■ Quoted text
▬▬▬▬▬▬▬▬▬▬
# Plastic sprinkler pipe installation



## cda (Nov 19, 2010)

Good catch by another agency

http://xa.yimg.com/kq/groups/31276824/1369826569/name/NFPA%2013R%20Inspection%2Epdf


----------



## cda (Nov 19, 2010)

So do you require them not to install the heads till an inspection of the pipe is done, then screw the heads on?????


----------



## Marshal Chris (Nov 19, 2010)

This is an interesting find.  I wonder how many more are out there like that?


----------



## mtlogcabin (Nov 19, 2010)
▬▬▬▬▬▬▬▬▬▬
■ Tasks and exercises
**a.** In the plastic sprinkler pipe thread, what does Marshal Chris wonder about?
**b.** Resume the plastic sprinkler pipe thread from its last line onward.

(Object position labeling entries)
▬▬▬▬▬▬▬▬▬▬
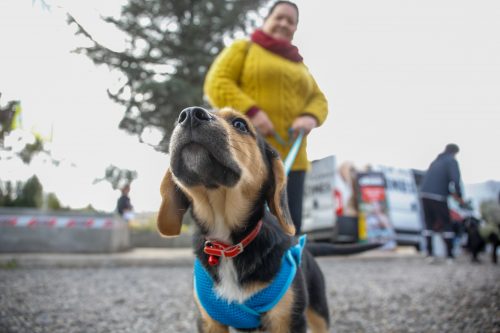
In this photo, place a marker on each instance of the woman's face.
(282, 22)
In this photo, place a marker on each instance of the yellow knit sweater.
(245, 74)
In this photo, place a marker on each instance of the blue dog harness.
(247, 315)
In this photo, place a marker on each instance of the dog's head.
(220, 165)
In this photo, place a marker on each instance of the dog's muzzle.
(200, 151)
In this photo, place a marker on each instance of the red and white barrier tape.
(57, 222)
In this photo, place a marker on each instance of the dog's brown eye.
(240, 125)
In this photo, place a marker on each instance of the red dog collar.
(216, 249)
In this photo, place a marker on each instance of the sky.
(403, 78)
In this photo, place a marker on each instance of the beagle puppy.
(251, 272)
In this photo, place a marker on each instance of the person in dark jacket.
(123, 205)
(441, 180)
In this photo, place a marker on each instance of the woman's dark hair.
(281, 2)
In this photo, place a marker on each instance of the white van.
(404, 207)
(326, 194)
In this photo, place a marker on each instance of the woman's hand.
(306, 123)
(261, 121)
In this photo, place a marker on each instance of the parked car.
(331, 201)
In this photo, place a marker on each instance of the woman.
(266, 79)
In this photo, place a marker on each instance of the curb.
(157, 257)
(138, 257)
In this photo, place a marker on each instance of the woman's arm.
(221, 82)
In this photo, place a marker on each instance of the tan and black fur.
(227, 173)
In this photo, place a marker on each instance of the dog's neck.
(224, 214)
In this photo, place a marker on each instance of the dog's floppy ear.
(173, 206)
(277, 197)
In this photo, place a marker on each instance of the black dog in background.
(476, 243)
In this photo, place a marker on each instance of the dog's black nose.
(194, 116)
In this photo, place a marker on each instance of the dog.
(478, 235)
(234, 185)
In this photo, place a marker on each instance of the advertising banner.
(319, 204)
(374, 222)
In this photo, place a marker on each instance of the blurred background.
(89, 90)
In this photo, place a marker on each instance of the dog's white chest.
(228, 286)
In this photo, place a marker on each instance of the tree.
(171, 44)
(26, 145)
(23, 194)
▬▬▬▬▬▬▬▬▬▬
■ Answers by task
**a.** Marshal Chris wonders how many more are out there like that.

**b.**
_Sprinkler heads shall be installed only after all the CPVC_

_pipe and fittings, including the sprinkler head adapters, are_

_solvent welded and allowed to cure for a minimum of 30_

_minutes._

_• Sprinkler head fittings should be visually inspected to_

_ensure that the water way and threads are clear of any_

_excess cement._

_• Once the installation is complete and cured per Table I, II_

_or III (under Set and Cure Times), the system shall be_

_hydrostatically tested._

_• Sprinklers shall not be installed in the fittings prior to the_
​_fittings being cemented in place._


----------



## cda (Nov 19, 2010)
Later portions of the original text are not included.